Report every line of the records below that contains the string "leaf", copying each such line in full.

*****

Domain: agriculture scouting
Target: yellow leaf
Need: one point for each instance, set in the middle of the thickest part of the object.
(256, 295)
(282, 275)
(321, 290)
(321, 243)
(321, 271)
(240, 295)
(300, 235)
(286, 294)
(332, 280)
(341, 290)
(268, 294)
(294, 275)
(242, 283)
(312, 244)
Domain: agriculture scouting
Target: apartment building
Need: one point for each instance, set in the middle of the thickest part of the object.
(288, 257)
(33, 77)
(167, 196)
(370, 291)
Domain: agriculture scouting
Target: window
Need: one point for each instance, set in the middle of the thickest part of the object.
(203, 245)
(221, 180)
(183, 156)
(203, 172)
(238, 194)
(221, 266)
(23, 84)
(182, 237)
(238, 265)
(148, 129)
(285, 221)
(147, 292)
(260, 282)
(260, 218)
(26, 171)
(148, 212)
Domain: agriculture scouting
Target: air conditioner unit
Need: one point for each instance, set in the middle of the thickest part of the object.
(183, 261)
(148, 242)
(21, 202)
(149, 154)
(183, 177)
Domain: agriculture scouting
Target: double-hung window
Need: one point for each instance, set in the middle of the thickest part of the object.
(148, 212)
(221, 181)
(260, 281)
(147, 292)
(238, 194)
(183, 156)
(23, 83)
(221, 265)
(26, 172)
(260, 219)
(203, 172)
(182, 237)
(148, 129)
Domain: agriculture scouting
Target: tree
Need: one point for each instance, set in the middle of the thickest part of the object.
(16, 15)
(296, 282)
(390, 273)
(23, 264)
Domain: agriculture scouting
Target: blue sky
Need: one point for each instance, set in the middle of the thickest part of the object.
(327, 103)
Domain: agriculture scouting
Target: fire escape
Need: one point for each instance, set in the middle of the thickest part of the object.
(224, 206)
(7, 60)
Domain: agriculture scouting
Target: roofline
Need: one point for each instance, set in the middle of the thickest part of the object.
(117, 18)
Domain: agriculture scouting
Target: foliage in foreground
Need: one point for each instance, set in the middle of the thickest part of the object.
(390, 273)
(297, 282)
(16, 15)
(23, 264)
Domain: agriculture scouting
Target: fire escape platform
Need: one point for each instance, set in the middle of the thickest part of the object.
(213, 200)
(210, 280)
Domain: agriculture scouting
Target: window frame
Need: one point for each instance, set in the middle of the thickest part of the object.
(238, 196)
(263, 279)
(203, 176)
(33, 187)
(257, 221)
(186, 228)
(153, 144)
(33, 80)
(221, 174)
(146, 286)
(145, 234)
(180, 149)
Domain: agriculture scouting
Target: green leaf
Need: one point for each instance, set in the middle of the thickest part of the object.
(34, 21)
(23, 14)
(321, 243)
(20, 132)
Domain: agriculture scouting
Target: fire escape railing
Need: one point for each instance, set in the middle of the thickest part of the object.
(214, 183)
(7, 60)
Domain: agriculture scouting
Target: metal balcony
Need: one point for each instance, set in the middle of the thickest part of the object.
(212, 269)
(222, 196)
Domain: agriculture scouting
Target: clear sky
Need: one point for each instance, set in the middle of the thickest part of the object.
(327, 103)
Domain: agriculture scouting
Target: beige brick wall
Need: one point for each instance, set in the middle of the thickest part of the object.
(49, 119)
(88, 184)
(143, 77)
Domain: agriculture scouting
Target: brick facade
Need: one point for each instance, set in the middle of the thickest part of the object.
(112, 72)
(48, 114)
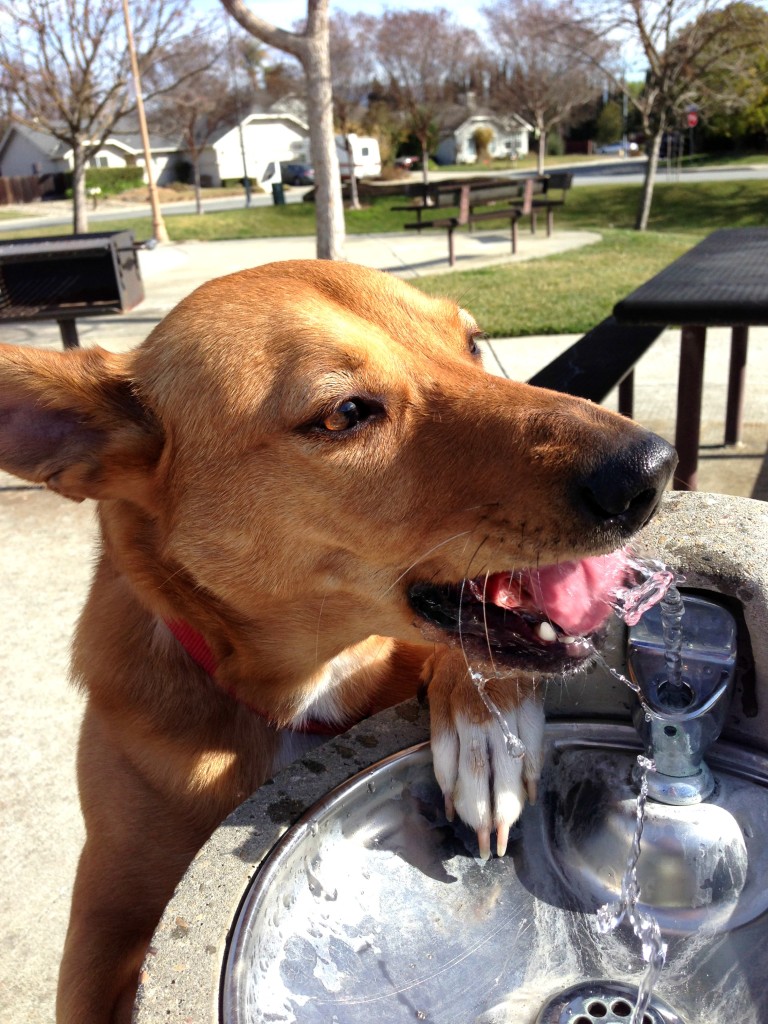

*****

*Solution to this problem:*
Target: yellow leaf
Target: green leaf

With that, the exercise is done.